▶ [EXERCISE GOAL]:
Continue the interview excerpt about a musician's rib injury from the point where it stops, beginning after its final line.

▶ [DOCUMENT EXTRACT]:
JF: I broke 7 ribs and they separated from my chest bone just for being almost in front of the stage. Lesson learned, “never be close to the stage.” I learned how to be patient waiting on the recovery. I was freaking out not doing what I loved the most and what was my stress reliever (playing guitar for hours). I got to write a bunch of lyrics and put my energy on something else that is still music related. Actually, I improved a lot my composition side and songwriting because of that. This left me with a permanent condition on my ribs but I won’t let this stop me from rocking out. I know accidents can happen in a concert. As an artist, I’ll always be concerned about the crowds I play for. I don’t want my audience to have the same issue I had. In the future, I’ll do my best to avoid this happening at least during my shows.
The WiMN: Have you ever felt discriminated against because of your gender? If so, how did you handle the situation?

▶ [LISTED ENTRIES]:
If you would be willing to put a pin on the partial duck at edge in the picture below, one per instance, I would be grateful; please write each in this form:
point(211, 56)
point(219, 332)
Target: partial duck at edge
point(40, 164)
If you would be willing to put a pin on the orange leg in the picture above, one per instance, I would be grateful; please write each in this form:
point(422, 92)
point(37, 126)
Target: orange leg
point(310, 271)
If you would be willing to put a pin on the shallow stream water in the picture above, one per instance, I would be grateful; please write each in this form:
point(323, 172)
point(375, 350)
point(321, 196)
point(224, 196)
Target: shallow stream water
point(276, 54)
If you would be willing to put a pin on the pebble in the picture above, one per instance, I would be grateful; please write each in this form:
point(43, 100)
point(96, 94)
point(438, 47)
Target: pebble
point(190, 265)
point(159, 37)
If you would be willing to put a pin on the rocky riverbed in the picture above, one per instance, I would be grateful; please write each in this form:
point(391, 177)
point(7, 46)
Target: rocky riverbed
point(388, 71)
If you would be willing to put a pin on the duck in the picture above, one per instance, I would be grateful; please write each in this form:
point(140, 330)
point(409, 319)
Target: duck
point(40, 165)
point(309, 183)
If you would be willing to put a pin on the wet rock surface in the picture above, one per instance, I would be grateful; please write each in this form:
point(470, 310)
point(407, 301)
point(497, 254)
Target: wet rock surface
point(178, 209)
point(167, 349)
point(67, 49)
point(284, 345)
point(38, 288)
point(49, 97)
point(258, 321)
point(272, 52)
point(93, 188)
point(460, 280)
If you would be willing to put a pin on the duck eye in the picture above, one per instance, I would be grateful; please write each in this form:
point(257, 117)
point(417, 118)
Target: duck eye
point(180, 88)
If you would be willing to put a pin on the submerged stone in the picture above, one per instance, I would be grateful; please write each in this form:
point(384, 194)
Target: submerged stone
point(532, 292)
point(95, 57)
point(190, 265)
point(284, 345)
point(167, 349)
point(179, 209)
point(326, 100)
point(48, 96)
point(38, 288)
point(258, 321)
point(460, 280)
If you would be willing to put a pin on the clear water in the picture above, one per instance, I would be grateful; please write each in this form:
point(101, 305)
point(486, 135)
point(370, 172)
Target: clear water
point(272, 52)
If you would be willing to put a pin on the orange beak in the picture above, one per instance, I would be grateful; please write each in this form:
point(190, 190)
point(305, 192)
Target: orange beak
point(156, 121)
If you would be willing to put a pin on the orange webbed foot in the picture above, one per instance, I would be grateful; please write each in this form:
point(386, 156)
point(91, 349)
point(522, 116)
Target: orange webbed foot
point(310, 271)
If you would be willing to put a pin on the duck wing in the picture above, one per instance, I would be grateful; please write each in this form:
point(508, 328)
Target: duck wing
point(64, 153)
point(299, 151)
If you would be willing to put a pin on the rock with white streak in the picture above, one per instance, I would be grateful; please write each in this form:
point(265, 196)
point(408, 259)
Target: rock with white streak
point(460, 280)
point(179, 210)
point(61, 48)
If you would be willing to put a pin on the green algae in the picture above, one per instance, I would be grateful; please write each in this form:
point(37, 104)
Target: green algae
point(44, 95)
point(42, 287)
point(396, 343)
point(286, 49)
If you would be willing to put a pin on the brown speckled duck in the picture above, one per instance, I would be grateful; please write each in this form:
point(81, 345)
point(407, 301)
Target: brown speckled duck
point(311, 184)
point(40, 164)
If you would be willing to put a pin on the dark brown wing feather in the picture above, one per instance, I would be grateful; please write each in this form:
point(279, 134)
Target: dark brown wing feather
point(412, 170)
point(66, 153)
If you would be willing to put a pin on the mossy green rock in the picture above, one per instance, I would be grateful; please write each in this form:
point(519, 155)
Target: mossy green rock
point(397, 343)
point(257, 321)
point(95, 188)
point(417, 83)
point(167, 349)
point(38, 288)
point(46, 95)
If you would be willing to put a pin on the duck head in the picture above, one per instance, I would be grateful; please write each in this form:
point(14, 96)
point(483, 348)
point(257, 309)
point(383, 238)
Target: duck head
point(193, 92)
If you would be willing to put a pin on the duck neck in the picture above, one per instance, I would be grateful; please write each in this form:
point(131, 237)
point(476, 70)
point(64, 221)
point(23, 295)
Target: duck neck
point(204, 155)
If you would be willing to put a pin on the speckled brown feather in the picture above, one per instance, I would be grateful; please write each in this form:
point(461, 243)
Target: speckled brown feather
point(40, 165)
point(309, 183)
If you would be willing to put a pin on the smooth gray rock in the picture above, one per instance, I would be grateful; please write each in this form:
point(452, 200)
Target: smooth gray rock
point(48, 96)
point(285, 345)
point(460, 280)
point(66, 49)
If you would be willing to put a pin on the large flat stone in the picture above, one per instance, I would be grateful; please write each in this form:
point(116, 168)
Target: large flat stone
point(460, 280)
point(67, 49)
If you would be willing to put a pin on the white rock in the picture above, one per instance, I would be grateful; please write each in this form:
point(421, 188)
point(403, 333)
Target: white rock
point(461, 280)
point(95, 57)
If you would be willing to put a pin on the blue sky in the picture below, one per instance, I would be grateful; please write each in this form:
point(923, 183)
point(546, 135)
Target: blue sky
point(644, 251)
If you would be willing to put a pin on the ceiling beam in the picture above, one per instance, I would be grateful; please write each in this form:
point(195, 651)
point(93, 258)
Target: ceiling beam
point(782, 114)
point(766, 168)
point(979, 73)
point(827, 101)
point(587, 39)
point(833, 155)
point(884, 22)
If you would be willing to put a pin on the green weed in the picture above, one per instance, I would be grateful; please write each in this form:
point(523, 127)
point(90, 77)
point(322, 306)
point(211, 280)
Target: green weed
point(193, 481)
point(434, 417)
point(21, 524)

▶ [WRITTEN REPLY]:
JF: Definitely. 100%. Yes. Unfortunately. Well, since I started playing guitar and went to the music stores to try different guitars I experienced that. They’d look at me and underestimate me. They didn’t have to say much, just their look towards me and not letting me plug in an amp bigger than 10 watts. It just took me a bit to start playing few things when they’d look at me and my dad. After a while, they’d approach my dad and start talking to him and me, then letting me try anything in the store and tried to be so friendly. People would create a circle or record me playing. It happened SOOO MANY TIMES. I got used to it, I first hated it though. Made me realize stereotypes are so marked in society. 95% of the people I talked to didn’t think girls could like metal and heavy music nor shred. I don’t like that concept and I want to change it. I am decided to change it.
Also hearing that as a girl in the entertainment industry you need to “do anything” to get where you want has made me rage. I am so against that and it won’t change me. I want to change that misconception. Nobody has to hear that nor go through that. The fact of being a girl or an already successful girl in the industry doesn’t mean you’d do anything to get where you want. There are hard working people out there with morals and respect is needed. Nobody said it’d be easy but I want to at least be part of the change that matters. Let’s be real, some people would not dare to even talk about it. Too bad because I certainly will. I’m proud of being a girl in the industry.
The WiMN: Do you have any advice for young female guitarists, particularly those from countries where finding resources to learn and progress might be a challenge?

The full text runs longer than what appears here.